In modern manufacturing, the production of casting parts with intricate geometries is increasingly common. To enhance productivity and improve the quality of these casting parts, I have conducted an in-depth study on robotic polishing systems capable of automatically recognizing complex shapes, thereby enabling more precise grinding. This research focuses on curved workpieces, such as turbine engine blades, which serve as prototypes for simulating the complex shapes found in casting parts. The goal is to develop a methodology that leverages point cloud data, CAD modeling, and offline programming to generate accurate polishing trajectories for automated systems.
The core of this study lies in the integration of 3D scanning, data processing, and robotic control. I designed an experimental system comprising an ABB robot, a Keyence laser profile scanner, an electric spindle with force feedback control, and a grinding wheel. The scanner uses blue laser light with a wavelength of 405 nm, offering a theoretical repeatability of 50 μm, while the grinding wheel has a diameter of 115 mm with 60-grit abrasive grains. This setup allows for high-precision data acquisition and force-constant polishing, which is crucial for maintaining consistency in finishing casting parts.
To begin, I collected point cloud data from a smooth, defect-free turbine blade workpiece, representing an ideal casting part. The scanning process involved mounting the laser scanner on the robot’s end-effector and moving it along a predefined path at a speed of 8 mm/s, with the scanner sampling at 62.5 kHz. The region of interest was selectively scanned to improve efficiency, as only specific areas of casting parts typically require polishing. The raw point cloud data, as shown in Figure 2(b) of the original study, consists of numerous 3D coordinates that capture the surface topography. However, this data often contains noise due to sensor limitations or environmental factors, necessitating filtering for reliable feature extraction.

════════════════

** STATED EXERCISE A **
Repeat the robotic polishing passage word for word, from "To begin, I" up to and including "reliable feature extraction.".
** STATED EXERCISE B **
Carry the robotic polishing passage forward, picking up after its final sentence.
The data that comes next has no connection to the passage on robotic polishing.

════════════════

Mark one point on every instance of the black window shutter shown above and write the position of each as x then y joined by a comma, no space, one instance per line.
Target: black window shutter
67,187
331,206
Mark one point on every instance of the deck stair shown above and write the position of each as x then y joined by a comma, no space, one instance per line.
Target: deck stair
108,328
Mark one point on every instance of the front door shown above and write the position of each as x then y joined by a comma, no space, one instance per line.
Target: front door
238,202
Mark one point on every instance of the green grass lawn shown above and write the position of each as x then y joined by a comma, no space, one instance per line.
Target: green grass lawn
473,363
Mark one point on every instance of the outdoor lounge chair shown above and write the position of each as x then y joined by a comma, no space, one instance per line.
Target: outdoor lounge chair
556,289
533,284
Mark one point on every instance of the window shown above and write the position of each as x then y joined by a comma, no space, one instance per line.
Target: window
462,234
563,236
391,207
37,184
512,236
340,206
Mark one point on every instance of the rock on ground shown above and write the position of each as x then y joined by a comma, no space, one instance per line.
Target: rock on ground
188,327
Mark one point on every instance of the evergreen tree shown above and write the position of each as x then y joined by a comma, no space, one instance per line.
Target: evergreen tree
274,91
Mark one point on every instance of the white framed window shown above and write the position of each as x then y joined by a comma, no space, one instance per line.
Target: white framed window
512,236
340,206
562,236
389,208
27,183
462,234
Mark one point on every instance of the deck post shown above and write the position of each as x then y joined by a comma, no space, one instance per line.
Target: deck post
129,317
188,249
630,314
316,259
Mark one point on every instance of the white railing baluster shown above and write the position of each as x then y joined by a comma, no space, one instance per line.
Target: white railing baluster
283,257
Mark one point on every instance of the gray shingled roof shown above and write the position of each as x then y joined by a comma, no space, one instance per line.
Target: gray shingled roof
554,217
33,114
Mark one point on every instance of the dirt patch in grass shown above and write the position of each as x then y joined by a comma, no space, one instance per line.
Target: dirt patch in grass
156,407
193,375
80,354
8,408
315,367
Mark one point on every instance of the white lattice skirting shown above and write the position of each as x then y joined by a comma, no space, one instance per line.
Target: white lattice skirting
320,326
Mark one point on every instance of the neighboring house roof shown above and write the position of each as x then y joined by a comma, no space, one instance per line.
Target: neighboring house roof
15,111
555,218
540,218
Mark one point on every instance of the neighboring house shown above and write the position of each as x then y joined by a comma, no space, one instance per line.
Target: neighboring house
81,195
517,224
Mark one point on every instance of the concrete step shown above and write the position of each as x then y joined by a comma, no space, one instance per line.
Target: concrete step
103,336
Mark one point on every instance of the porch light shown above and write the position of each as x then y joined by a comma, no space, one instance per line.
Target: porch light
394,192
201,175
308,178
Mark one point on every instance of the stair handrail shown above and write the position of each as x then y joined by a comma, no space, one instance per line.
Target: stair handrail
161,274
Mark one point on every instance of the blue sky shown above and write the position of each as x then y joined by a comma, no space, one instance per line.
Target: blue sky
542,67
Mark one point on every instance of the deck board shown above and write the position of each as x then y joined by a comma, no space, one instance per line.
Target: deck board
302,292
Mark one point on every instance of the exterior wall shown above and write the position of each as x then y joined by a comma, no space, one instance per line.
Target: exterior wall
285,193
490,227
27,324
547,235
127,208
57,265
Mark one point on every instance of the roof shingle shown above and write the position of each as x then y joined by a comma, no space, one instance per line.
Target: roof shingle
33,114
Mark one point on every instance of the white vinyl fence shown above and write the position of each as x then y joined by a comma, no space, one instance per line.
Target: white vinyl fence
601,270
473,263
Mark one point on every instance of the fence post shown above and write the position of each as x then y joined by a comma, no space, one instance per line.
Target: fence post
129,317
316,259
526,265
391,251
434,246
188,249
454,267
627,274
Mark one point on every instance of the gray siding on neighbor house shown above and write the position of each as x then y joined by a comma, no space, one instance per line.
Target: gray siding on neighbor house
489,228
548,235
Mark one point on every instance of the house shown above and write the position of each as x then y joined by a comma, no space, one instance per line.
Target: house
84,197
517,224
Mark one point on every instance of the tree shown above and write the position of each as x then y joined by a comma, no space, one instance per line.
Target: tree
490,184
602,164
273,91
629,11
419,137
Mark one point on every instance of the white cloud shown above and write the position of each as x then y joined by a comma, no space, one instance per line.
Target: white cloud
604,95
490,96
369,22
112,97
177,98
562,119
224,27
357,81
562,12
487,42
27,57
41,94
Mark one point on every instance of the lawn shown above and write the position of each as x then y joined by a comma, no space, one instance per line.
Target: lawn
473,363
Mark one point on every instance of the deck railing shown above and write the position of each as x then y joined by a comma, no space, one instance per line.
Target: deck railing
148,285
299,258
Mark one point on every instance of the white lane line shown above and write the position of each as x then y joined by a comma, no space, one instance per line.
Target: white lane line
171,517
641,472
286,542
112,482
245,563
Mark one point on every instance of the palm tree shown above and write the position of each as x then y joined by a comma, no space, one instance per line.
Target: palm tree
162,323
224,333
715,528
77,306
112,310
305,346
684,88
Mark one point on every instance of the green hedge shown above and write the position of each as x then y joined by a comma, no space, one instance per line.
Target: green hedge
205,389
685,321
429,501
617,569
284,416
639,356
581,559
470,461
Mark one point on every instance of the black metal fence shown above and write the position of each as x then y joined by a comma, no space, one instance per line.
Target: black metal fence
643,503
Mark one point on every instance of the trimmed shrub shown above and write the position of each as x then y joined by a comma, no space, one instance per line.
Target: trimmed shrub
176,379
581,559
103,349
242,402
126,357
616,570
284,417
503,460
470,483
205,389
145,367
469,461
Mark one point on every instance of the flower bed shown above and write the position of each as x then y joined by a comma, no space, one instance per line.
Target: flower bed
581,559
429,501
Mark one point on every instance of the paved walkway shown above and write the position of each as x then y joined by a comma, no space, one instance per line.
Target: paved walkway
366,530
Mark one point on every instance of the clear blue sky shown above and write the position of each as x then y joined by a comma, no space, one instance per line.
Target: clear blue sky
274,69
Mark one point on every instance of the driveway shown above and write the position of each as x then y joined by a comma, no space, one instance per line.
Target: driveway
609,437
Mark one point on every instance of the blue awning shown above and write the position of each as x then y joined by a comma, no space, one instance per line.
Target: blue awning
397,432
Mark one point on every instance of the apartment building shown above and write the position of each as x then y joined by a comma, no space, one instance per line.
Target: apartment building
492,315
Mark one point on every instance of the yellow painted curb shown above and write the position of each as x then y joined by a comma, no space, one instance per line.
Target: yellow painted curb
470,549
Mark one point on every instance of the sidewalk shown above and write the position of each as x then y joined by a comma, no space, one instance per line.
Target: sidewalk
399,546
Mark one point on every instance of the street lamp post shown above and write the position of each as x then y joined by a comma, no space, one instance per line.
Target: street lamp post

════════════════

** EXERCISE ANSWER A **
To begin, I collected point cloud data from a smooth, defect-free turbine blade workpiece, representing an ideal casting part. The scanning process involved mounting the laser scanner on the robot’s end-effector and moving it along a predefined path at a speed of 8 mm/s, with the scanner sampling at 62.5 kHz. The region of interest was selectively scanned to improve efficiency, as only specific areas of casting parts typically require polishing. The raw point cloud data, as shown in Figure 2(b) of the original study, consists of numerous 3D coordinates that capture the surface topography. However, this data often contains noise due to sensor limitations or environmental factors, necessitating filtering for reliable feature extraction.

** EXERCISE ANSWER B **
I applied Gaussian filtering to the point cloud data to reduce noise and enhance quality. This process involves smoothing each row and column of the data matrix separately. The Gaussian filter operates by convolving the data with a kernel derived from the Gaussian function, which is defined as:
$$G(x) = \frac{1}{\sqrt{2\pi\sigma^2}} e^{-\frac{x^2}{2\sigma^2}}$$
where $\sigma$ is the standard deviation controlling the smoothing intensity. For a 2D point cloud, the filtered value at a point $(x,y)$ is computed as:
$$I_f(x,y) = \sum_{i=-k}^{k} \sum_{j=-k}^{k} G(i,j) \cdot I(x+i, y+j)$$
where $I$ is the original intensity or height data, and $k$ determines the kernel size. After filtering, the point cloud becomes smoother, as illustrated in Figure 3, making it suitable as a template for comparison with defective casting parts. This template represents the nominal geometry of casting parts, against which deviations can be measured.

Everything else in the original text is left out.